TASK: Emit the data below verbatim, stripping out any pictures.

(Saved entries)
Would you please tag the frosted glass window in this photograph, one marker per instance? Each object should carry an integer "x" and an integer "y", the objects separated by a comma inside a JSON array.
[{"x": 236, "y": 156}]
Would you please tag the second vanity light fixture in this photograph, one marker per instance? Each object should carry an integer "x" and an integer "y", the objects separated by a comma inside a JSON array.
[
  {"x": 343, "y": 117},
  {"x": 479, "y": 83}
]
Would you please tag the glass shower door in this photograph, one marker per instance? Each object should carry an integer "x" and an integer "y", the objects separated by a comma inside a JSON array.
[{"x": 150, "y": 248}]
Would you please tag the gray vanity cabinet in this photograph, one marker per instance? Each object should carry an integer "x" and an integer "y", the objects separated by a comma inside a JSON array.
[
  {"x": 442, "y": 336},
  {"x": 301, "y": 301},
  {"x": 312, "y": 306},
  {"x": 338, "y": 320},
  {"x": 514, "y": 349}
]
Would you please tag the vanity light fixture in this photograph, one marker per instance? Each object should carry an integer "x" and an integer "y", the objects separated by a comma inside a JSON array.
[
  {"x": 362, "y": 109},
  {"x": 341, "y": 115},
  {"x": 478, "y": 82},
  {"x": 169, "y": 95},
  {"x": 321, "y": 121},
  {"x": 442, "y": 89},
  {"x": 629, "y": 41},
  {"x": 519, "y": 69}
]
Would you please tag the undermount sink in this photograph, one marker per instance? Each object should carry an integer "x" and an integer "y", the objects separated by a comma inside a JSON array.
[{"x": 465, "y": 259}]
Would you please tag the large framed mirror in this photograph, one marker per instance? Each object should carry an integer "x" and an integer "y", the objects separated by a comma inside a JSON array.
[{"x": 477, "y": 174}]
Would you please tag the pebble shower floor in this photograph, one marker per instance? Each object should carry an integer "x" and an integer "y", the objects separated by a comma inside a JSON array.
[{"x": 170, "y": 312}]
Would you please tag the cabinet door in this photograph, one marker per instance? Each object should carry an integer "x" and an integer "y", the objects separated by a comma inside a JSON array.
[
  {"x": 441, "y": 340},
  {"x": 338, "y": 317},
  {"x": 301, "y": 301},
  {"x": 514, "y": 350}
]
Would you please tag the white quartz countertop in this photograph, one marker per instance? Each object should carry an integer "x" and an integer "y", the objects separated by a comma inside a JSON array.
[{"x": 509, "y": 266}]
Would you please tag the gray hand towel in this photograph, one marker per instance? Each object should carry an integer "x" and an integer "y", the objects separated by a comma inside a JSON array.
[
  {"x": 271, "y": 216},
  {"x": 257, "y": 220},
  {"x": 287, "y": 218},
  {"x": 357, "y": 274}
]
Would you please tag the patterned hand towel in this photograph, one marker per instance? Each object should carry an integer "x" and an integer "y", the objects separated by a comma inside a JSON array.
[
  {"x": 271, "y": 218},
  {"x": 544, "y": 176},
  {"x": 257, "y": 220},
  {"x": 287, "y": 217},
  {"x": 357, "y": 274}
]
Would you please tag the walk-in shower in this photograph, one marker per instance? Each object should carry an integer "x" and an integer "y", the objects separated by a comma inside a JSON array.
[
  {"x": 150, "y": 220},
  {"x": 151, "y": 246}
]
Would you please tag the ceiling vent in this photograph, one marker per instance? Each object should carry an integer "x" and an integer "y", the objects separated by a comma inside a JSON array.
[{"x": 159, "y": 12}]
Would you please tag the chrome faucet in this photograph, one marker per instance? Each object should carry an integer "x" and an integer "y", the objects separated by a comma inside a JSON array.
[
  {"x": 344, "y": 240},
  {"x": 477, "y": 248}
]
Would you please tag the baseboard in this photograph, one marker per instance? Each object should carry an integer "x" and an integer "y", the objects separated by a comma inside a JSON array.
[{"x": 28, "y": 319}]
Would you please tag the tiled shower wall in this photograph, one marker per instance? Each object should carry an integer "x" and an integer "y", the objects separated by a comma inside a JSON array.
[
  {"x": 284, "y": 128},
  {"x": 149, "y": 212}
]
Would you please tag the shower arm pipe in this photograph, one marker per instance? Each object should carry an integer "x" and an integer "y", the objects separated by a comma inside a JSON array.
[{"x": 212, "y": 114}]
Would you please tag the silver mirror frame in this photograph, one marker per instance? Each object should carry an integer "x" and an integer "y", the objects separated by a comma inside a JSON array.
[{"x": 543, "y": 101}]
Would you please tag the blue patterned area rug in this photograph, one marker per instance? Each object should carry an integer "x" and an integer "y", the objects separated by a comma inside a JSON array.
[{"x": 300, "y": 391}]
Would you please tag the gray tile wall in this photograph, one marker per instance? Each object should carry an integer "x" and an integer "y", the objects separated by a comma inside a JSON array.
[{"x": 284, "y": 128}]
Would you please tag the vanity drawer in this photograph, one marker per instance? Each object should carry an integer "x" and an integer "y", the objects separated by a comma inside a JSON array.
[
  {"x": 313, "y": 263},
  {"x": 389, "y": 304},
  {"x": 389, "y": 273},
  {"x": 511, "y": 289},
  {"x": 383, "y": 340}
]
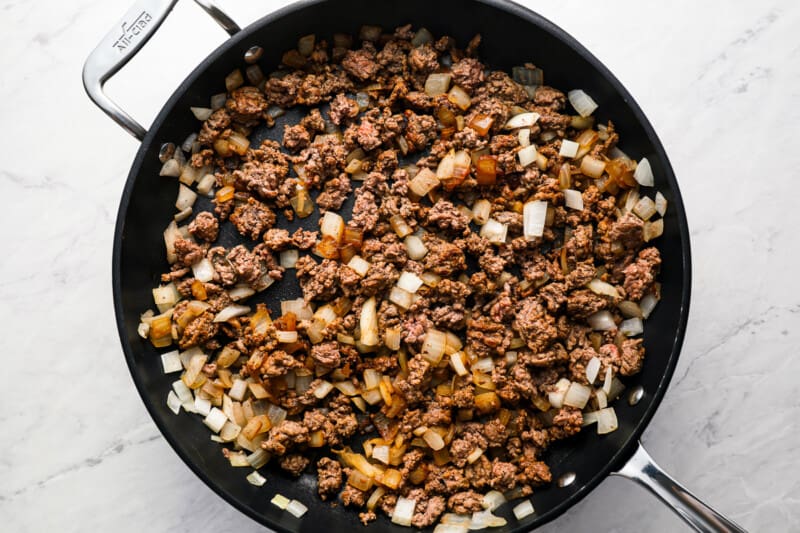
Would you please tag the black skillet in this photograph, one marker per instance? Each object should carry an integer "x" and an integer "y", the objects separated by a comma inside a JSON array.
[{"x": 512, "y": 35}]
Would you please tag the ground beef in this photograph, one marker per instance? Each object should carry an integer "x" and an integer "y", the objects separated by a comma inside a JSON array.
[
  {"x": 640, "y": 275},
  {"x": 205, "y": 226},
  {"x": 187, "y": 252},
  {"x": 329, "y": 477},
  {"x": 252, "y": 218}
]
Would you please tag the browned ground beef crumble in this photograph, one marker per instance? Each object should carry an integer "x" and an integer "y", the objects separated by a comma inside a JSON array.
[{"x": 523, "y": 303}]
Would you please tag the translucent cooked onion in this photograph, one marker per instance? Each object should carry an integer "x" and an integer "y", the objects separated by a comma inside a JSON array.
[
  {"x": 573, "y": 199},
  {"x": 403, "y": 511},
  {"x": 534, "y": 215},
  {"x": 527, "y": 155},
  {"x": 523, "y": 509},
  {"x": 522, "y": 120},
  {"x": 602, "y": 321},
  {"x": 577, "y": 395},
  {"x": 582, "y": 102},
  {"x": 606, "y": 421},
  {"x": 644, "y": 173}
]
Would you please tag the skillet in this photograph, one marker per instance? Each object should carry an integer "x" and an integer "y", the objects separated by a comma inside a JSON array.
[{"x": 512, "y": 35}]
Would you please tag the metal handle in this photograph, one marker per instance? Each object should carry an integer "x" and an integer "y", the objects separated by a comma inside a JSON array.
[
  {"x": 642, "y": 469},
  {"x": 123, "y": 42}
]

COMPLETED TASK:
Would you please tag the frosted glass window in this photograph, one marker per instance? Each object should carry an integer "x" and an integer "y", the objects separated by a comma inside a JSON array.
[{"x": 236, "y": 156}]
Would you please tag the second vanity light fixture in this photograph, one marker per instance? Each object should carry an integer "x" and an integer "y", the objects separated by a comma inside a JSON array.
[
  {"x": 343, "y": 117},
  {"x": 479, "y": 83}
]
Would you please tag the glass shower door in this photograph, one marker per instance? Each object should carry an integer "x" and an integer "y", the objects separated by a comma inside a JSON array.
[{"x": 150, "y": 248}]
Would you please tag the gray vanity cabinet in this photograph, one marker per instance? Each object should carry an integer "x" and an integer "y", the objects separated by a comma inside a JSON array.
[
  {"x": 442, "y": 336},
  {"x": 301, "y": 301},
  {"x": 312, "y": 306},
  {"x": 338, "y": 320},
  {"x": 514, "y": 349}
]
Would you please tag the vanity light fixture in this photograph, one marker per instance? Each object should carry an integer "x" and an integer "y", the objects separated by a comma inside a JSON array.
[
  {"x": 362, "y": 109},
  {"x": 341, "y": 115},
  {"x": 478, "y": 82},
  {"x": 169, "y": 95},
  {"x": 321, "y": 121},
  {"x": 442, "y": 89},
  {"x": 629, "y": 41},
  {"x": 519, "y": 69}
]
Would you please tag the undermount sink in this photograph, one marker per instance? Each object should carry an integer "x" and an integer "y", the objects separated by a comma inside a JSON array.
[{"x": 465, "y": 259}]
Would you please tag the large framed mirror in this photograph, one marker per instance? Each object should carry an integer "x" and an integer "y", the objects separated by a comma inside a JSON array.
[{"x": 477, "y": 174}]
Would you please tag the pebble shower floor in this photograph, one marker per instance? Each object should carry an integer "x" and an integer "y", the objects separated by a comma inside a JSON array.
[{"x": 170, "y": 312}]
Would you please tag the cabinet door in this photograph, one marker per instance? Each object should carry an integer "x" and an integer "y", the objects separated by a comma inside a JSON array.
[
  {"x": 441, "y": 340},
  {"x": 338, "y": 317},
  {"x": 301, "y": 301},
  {"x": 514, "y": 350}
]
Would you please tag the white quartz countertop in this photograph, one marker per instance? Each object should carry an integer "x" and an integer "y", the objects separated by a comma inside a JSON array.
[{"x": 509, "y": 266}]
Would you please tag the gray hand towel in this photograph, one marker per instance? Each object should carry an integer "x" and an integer "y", the objects separated by a comma inside a JSON array.
[
  {"x": 271, "y": 216},
  {"x": 257, "y": 220},
  {"x": 287, "y": 218},
  {"x": 357, "y": 274}
]
Would you please tag the patterned hand towel in this photograph, one marker per instance? Each object should carry an integer "x" and an integer "y", the objects separated by a comma inside a JSON array.
[
  {"x": 271, "y": 218},
  {"x": 544, "y": 176},
  {"x": 257, "y": 220},
  {"x": 287, "y": 217},
  {"x": 357, "y": 274}
]
Would you please tag the walk-in shower in this photograph, one marker per instance? Each object should carry an integer "x" and an integer "y", the objects separated by a comma inside a JSON array.
[
  {"x": 150, "y": 220},
  {"x": 151, "y": 246}
]
Would you please tag the ceiling vent in this photograph, one marker per instance? Each object should carry an integer "x" and an integer "y", the objects separated by a comma inside a JSON array.
[{"x": 159, "y": 12}]
Would you please tag the chrome faucet in this photograph, one marker per instance? Each object should carry an integer "x" and an integer "y", the objects separated by a comma inside a JSON array.
[
  {"x": 344, "y": 240},
  {"x": 477, "y": 248}
]
Would you please tag the baseboard in this photograph, one marker per instance? Each object should carry an integer "x" and an integer "y", the objects separated by a comma inside a JSON array.
[{"x": 28, "y": 319}]
Would you please tag the tiled shower wall in this photograph, one marker per instance? Each object should carry an integer "x" and an integer "y", the objects separated by a comma inside a JSON array.
[
  {"x": 284, "y": 128},
  {"x": 149, "y": 212}
]
Would you please tag the shower arm pipe in this photograph, one marker per instance? Each object should carry an integer "x" and an integer "y", the objects separated by a comma inside a JSON array.
[{"x": 212, "y": 114}]
Would you please tag the silver mirror frame in this photograph, one marker per instance? Each object should carry an integer "x" and an integer "y", the objects separated by a comma inside a JSON array.
[{"x": 543, "y": 101}]
Would you please tag the blue patterned area rug in this photograph, one marker per instance? Each object should carry an integer "x" and an integer "y", the objects separated by a comma inside a JSON array.
[{"x": 300, "y": 391}]
Would you please tag the gray tile wall in this photograph, one marker per instance? Each object should carry an integer "x" and an integer "y", the objects separated by a comma inside a JSON array.
[{"x": 284, "y": 128}]
Would you please tag the vanity drawer in this photograph, one marker per instance? Each object should carry an integer "x" and an integer "y", the objects separated by a comma inside a JSON array.
[
  {"x": 313, "y": 263},
  {"x": 389, "y": 304},
  {"x": 389, "y": 273},
  {"x": 511, "y": 289},
  {"x": 383, "y": 340}
]
Would you please tag the black skillet in this photograph, one marker per instance? Each object should carry an integer "x" and an integer "y", the objects separated by a comma inside a JSON array.
[{"x": 512, "y": 35}]
Would you please tag the ground beef in this photograph, one marker per instance? Each object should carry an integer "x" and an integer "y", the objects separated by a comma inside a JSON array.
[
  {"x": 640, "y": 275},
  {"x": 205, "y": 226},
  {"x": 187, "y": 252},
  {"x": 329, "y": 477},
  {"x": 252, "y": 218}
]
Would you please tag the browned ground beef crumble in this photograph, one marker per instance? Each object should carry an integer "x" and an integer "y", the objects separated by a comma inside a JSON array.
[{"x": 523, "y": 303}]
Would you please tag the translucent cooked onion in this photograph, one marker per instance? Each object should carry an integer "x" and an integer "y", the objects separated by a comma inside a JSON array.
[
  {"x": 573, "y": 199},
  {"x": 403, "y": 511},
  {"x": 534, "y": 215},
  {"x": 527, "y": 155},
  {"x": 523, "y": 509},
  {"x": 522, "y": 120},
  {"x": 602, "y": 321},
  {"x": 577, "y": 395},
  {"x": 582, "y": 102},
  {"x": 606, "y": 421},
  {"x": 644, "y": 173}
]
Would you please tag the skillet in this photograph, one marker per instance? Each object should carry an integer "x" and an integer "y", the objects separated by a comma inside a JSON array.
[{"x": 512, "y": 35}]
Would you please tag the metal handle in this photograph, one marker per instance? Each object should carry an integer "x" and an integer "y", the objects separated by a comma inside a JSON array.
[
  {"x": 642, "y": 469},
  {"x": 123, "y": 42}
]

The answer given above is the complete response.